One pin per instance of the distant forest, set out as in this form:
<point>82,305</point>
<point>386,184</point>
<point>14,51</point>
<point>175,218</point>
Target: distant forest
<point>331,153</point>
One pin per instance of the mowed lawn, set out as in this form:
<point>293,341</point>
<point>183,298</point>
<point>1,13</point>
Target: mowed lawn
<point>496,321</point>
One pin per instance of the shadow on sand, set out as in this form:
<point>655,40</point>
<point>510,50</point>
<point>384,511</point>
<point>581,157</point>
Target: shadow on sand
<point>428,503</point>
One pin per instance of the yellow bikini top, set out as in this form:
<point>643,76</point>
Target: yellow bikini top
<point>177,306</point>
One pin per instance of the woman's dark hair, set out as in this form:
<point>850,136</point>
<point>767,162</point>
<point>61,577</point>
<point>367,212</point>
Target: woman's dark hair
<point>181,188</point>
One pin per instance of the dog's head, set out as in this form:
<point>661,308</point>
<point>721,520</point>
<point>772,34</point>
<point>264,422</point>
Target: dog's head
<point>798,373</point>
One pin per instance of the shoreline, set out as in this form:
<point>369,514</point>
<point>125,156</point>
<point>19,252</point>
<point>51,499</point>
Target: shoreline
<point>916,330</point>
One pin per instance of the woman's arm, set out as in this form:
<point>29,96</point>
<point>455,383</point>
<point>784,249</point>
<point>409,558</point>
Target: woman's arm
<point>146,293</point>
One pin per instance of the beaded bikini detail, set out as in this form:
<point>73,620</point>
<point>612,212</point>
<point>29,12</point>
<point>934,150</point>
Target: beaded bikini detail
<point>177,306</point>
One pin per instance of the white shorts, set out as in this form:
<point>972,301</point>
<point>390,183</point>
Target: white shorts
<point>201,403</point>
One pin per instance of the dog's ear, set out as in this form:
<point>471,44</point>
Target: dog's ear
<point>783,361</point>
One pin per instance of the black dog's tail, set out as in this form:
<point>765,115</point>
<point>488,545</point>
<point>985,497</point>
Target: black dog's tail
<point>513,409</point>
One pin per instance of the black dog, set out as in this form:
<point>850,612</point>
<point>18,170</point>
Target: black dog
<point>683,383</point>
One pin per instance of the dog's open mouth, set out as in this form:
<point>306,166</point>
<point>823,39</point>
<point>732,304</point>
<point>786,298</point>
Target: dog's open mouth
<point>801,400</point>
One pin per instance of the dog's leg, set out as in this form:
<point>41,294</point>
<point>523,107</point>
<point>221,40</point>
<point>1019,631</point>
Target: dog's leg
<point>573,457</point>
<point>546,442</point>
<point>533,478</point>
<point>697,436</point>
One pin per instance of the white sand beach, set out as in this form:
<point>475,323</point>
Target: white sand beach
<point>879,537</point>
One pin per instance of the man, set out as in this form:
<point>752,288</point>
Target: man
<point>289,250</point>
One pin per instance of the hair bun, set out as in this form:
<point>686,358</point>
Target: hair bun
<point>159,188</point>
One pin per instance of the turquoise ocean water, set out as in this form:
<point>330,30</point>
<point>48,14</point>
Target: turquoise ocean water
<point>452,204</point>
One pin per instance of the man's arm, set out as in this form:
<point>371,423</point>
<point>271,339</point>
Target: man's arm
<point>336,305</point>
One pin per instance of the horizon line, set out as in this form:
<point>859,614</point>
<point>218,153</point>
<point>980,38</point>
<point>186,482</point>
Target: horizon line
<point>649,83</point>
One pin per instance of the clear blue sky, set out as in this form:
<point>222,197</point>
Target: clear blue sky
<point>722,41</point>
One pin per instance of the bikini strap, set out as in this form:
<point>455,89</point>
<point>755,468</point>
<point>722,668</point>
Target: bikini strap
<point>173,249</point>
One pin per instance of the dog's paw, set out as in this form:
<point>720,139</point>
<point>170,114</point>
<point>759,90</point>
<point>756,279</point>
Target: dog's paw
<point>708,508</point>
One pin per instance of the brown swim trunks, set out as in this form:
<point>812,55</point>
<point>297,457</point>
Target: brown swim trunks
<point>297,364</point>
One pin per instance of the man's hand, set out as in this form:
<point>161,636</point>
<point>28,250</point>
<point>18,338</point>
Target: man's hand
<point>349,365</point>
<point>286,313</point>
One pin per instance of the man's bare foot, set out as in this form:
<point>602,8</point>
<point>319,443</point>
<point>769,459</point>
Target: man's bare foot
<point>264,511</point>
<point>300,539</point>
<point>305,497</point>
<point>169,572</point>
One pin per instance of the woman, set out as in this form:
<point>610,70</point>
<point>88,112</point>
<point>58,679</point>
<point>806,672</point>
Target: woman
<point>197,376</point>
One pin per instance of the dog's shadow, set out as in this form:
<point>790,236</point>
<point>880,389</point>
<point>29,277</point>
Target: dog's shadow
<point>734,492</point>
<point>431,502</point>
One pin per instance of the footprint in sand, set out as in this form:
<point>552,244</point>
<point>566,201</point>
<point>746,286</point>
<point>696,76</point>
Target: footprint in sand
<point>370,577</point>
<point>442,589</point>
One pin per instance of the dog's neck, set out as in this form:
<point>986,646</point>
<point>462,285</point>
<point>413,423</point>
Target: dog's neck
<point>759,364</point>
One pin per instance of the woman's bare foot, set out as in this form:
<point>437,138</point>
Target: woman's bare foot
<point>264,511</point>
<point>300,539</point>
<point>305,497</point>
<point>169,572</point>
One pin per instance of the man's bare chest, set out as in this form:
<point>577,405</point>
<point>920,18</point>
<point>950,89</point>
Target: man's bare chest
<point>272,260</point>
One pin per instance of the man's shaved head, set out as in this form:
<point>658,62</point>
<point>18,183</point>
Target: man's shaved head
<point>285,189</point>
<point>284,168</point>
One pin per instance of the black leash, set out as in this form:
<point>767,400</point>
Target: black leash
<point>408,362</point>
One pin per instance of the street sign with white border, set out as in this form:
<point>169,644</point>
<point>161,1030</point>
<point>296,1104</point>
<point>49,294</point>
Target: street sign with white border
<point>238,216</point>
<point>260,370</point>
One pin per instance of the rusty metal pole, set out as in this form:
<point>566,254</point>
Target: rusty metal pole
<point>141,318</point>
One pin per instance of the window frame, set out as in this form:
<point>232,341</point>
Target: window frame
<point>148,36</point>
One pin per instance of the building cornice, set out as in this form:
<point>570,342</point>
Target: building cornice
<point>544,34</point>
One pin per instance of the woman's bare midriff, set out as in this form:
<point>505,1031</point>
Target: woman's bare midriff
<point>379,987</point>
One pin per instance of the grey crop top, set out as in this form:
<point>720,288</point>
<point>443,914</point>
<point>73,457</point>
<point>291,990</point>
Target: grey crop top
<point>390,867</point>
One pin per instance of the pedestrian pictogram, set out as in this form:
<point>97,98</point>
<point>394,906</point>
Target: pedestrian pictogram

**SET TASK:** Please quote exactly the lines from the one containing "One pin per instance of the woman's bare midriff, set" through the last line of the records above, both included, and nothing else.

**REPLY:**
One pin per instance of the woman's bare midriff, set out as in this form:
<point>505,1031</point>
Target: woman's bare midriff
<point>379,987</point>
One pin per instance of the grey crop top, set out as in this form:
<point>720,288</point>
<point>443,914</point>
<point>73,457</point>
<point>291,990</point>
Target: grey crop top
<point>390,867</point>
One pin per instance of the pedestrian pictogram, set out as in this form:
<point>97,98</point>
<point>394,906</point>
Target: pedestrian pictogram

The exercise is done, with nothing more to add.